When Stirling University PhD student Claire Heuchan, who is black, wrote this comment piece for the Guardian, some independence-minded folk criticised both her and the Guardian. At the core of her piece was:
“Equating racism with Scottish nationalism is a massive false equivalence, yet both perspectives are reliant on a clear distinction being made between those who belong and those who are rejected on the basis of difference”
For a lot of Scots, Heuchan missed the fundamental point that the ‘difference’ she refers to in respect of independence has nothing to do with ‘othering’ within Scotland. It’s that many folk want Scotland to be different from England, and they want that for everyone in Scotland.
England is on a journey to the far right and a lot of Scots don’t want to be part of that. UK government departments are comprised entirely of English politicians responding to their own constituents’ imperatives. England voted decisively to leave the EU and for the right wing conservatism which dominates that place now. England is likely going to get the tough, low-tax, low-spend economy and society it voted for. There is no meaningful political opposition in England and so if Scots permit it, England’s dominant neoliberal values will be forced upon Scotland for years to come and this will change Scotland’s culture forever. So there’s that.
The Guardian followed up with this very well-put together piece by Edinburgh’s Robert Somynne, who is also black. Somynne’s well-constructed counter-piece to Heuchan’s makes the points above and others, of course. But because Heuchan’s piece was wobbly doesn’t reduce her right to put her perspective as a black woman living in Scotland. In fact, when a woman from a black and minority ethnic background writes about inclusivity and colonial heritage then it really is incumbent upon the rest of us to pay attention to what she’s saying. And of course she was correct about Scotland’s colonial heritage – it’s just that this obviously isn’t disputed by independence supporters.
Wee Ginger Dug says all of this and more in a typically intelligent response, which is at once both passionate and thoughtful. Notably, he points out that Heuchan was a ‘Better Together’ activist and the notion that her piece is underpinned by academic method is not sound at all. Academia is often mis-used in this way in the Scottish independence debate; phoney professors abound. Perhaps most importantly, Wee Ginger Dug points out that if you’re looking to link nationalism in Scotland to the ‘othering’ of ‘outsiders’, then you really do need to cast your eye to Scottish unionists like UKIP and others. Heuchan, as an apparently committed unionist, says nothing of this.
The Guardian has a lot of readers in England who support Scottish independence, by the way. And the point of then Guardian editor CP Scott’s famous 1921 line – “Comment is Free, but facts are sacred” – is borne out in the Guardian’s CIF (‘comment is free’) pages today. The Guardian’s editorial line is usually not discernible in the comment pieces, which are commissioned to reflects all sides of intelligent debate. That what makes CIF often so compelling.

What you need to do =>
1. Decide whether each statement agrees with the commentary on Heuchan's article, answering yes or no and quoting the words that settle it: (a) Robert Somynne is from Edinburgh. (b) Heuchan was a PhD student at Edinburgh University. (c) CP Scott's line about comment and facts dates from 1921.
2. Reproduce the part of the commentary on Heuchan's article that opens with the words containing "For a lot of" and closes with "everyone in Scotland.".
3. According to the commentary on Heuchan's article, Wee Ginger Dug points out that Heuchan had been an activist for which campaign?

Rows from a pointing dataset =>
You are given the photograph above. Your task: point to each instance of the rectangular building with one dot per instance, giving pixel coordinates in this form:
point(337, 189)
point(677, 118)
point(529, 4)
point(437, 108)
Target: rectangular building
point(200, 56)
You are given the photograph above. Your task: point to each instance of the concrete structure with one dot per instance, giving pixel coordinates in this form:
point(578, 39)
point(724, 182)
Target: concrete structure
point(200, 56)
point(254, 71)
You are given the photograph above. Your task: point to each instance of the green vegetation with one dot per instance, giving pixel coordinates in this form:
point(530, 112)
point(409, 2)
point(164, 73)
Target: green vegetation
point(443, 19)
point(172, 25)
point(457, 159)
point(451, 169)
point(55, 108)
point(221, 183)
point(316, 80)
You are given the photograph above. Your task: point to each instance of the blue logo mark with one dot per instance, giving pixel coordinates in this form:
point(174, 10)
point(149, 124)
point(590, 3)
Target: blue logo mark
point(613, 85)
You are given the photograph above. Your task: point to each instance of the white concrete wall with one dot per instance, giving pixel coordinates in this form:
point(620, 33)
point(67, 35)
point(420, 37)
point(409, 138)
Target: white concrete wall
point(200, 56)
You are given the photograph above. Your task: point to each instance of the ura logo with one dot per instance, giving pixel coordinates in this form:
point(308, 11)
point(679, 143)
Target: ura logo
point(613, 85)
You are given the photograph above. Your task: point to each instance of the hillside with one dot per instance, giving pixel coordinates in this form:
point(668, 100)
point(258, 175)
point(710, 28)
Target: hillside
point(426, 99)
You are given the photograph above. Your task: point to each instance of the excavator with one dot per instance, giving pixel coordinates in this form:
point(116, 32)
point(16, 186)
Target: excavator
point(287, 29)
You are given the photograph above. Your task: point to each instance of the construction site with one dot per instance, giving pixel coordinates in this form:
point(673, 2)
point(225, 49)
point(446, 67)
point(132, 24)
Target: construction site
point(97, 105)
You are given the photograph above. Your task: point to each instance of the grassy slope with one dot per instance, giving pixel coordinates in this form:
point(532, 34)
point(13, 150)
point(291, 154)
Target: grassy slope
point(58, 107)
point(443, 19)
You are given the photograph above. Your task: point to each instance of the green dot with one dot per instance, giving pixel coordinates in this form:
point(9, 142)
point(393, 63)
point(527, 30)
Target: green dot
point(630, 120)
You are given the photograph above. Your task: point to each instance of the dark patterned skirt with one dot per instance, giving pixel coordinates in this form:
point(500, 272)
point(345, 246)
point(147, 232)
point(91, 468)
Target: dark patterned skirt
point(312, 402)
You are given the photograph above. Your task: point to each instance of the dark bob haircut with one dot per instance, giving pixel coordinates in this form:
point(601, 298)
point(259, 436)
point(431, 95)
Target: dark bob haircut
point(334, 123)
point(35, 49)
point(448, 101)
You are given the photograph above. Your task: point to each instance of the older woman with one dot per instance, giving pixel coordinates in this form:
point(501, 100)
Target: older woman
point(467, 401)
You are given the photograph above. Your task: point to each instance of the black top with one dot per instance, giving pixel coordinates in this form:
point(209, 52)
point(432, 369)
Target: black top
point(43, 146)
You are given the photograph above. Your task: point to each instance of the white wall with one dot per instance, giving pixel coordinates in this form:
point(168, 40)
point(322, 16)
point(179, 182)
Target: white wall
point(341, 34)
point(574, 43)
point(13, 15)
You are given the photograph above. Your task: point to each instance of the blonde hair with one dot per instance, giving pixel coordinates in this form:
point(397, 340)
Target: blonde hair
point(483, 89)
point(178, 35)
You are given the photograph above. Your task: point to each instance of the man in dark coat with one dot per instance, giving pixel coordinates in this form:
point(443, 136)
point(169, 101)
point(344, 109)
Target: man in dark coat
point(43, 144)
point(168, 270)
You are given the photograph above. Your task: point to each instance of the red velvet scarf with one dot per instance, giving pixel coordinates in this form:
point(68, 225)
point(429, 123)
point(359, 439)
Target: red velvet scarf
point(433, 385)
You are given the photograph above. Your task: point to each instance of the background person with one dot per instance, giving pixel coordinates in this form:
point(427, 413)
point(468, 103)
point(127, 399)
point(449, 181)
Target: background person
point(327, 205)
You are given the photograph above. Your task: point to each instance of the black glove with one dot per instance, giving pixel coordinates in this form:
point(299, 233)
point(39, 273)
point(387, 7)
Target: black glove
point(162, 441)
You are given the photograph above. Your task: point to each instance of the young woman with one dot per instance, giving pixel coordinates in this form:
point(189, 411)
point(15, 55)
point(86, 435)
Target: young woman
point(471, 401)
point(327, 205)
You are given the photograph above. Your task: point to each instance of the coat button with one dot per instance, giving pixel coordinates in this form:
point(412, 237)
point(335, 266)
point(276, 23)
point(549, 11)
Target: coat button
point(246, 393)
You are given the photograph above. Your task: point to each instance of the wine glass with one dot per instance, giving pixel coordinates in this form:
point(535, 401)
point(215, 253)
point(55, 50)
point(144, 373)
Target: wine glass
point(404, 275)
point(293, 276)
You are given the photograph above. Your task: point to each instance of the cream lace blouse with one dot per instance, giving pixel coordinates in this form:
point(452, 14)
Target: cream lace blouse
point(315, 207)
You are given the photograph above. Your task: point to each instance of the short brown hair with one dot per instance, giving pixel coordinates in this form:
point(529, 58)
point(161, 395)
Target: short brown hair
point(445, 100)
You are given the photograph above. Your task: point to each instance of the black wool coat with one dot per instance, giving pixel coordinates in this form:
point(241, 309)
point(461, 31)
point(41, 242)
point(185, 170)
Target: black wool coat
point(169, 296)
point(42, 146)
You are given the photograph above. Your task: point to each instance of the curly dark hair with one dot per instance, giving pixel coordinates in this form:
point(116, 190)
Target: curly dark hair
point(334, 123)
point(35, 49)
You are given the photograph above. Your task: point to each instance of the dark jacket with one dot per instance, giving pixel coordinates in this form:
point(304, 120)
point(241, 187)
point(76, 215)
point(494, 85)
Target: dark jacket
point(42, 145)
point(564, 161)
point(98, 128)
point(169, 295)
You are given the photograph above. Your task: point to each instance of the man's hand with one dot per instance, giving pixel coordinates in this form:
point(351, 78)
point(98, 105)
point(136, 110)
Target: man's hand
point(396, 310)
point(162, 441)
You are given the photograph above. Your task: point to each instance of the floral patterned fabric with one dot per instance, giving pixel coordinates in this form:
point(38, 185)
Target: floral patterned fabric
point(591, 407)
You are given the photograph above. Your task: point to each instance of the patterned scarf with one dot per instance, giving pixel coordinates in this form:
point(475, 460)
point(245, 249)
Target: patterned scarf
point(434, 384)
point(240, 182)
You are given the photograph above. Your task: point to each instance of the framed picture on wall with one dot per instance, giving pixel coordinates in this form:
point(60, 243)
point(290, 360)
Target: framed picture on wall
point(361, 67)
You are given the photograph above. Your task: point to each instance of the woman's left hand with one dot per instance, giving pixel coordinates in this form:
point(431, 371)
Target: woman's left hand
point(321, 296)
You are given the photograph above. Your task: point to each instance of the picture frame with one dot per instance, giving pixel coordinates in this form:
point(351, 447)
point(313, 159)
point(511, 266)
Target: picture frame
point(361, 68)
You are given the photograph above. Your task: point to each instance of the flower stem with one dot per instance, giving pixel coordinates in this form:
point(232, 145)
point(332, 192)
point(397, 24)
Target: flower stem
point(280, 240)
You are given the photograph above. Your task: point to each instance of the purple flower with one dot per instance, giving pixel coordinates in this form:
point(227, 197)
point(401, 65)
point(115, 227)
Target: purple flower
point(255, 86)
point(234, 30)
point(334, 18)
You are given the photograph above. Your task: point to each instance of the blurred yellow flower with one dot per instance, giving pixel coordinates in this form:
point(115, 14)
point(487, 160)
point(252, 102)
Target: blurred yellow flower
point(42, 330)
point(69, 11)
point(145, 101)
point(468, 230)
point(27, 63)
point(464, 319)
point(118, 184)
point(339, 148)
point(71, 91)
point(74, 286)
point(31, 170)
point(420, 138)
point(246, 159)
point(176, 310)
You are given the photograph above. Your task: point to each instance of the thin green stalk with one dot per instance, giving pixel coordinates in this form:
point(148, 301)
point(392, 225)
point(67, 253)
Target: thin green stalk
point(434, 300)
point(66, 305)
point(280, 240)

The replies =>
1.
(a) Yes: "Edinburgh’s Robert Somynne, who is also black"
(b) No: "Stirling University PhD student Claire Heuchan"
(c) Yes: "CP Scott’s famous 1921 line"

2.
For a lot of Scots, Heuchan missed the fundamental point that the ‘difference’ she refers to in respect of independence has nothing to do with ‘othering’ within Scotland. It’s that many folk want Scotland to be different from England, and they want that for everyone in Scotland.

3. Better Together